- _TO BE DONE_: Arrange everything from the line containing "of the grassy" down to the end of the records as a Markdown table with the columns Row and Line, numbering each line and leaving out blank lines.

- _DATASET_:
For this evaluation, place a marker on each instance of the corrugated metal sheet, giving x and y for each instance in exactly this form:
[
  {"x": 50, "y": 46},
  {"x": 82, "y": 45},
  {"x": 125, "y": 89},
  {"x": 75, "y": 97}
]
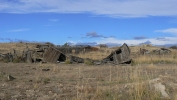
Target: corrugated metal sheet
[
  {"x": 119, "y": 56},
  {"x": 53, "y": 55}
]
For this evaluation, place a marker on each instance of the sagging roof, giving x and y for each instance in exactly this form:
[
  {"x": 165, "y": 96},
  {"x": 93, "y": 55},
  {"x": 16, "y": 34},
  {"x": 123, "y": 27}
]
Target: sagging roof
[
  {"x": 119, "y": 56},
  {"x": 53, "y": 55}
]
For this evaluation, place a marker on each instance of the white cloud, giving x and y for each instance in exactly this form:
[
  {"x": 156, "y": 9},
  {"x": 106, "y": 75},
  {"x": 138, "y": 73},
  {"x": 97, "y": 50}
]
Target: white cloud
[
  {"x": 53, "y": 20},
  {"x": 19, "y": 30},
  {"x": 169, "y": 30},
  {"x": 113, "y": 8},
  {"x": 154, "y": 41}
]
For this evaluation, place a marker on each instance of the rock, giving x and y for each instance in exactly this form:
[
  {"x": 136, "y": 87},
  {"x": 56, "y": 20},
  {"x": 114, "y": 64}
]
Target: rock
[
  {"x": 10, "y": 78},
  {"x": 159, "y": 87},
  {"x": 45, "y": 69}
]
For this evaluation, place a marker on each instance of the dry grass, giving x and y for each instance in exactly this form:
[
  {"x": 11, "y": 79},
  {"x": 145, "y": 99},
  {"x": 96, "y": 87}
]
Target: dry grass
[{"x": 83, "y": 82}]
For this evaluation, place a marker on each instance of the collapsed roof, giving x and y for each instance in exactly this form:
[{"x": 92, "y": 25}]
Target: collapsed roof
[{"x": 119, "y": 56}]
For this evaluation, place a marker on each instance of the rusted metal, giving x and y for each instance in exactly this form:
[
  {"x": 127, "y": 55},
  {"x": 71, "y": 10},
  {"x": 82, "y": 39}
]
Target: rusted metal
[{"x": 119, "y": 56}]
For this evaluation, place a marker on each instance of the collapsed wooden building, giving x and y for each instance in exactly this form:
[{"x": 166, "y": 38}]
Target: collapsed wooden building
[
  {"x": 119, "y": 56},
  {"x": 54, "y": 55}
]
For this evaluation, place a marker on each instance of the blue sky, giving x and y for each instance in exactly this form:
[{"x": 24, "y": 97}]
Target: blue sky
[{"x": 91, "y": 22}]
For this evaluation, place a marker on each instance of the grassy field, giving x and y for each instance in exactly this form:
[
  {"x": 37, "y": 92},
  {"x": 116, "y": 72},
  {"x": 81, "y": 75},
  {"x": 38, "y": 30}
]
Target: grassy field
[{"x": 149, "y": 77}]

- _COMPLETED TASK_:
| Row | Line |
|---|---|
| 1 | For this evaluation, place a marker on each instance of the grassy field, giving x and y for each instance in exactly this form: |
| 2 | [ |
| 3 |   {"x": 37, "y": 92}, |
| 4 |   {"x": 116, "y": 72}, |
| 5 |   {"x": 81, "y": 75}, |
| 6 |   {"x": 38, "y": 30} |
| 7 | ] |
| 8 | Target: grassy field |
| 9 | [{"x": 149, "y": 77}] |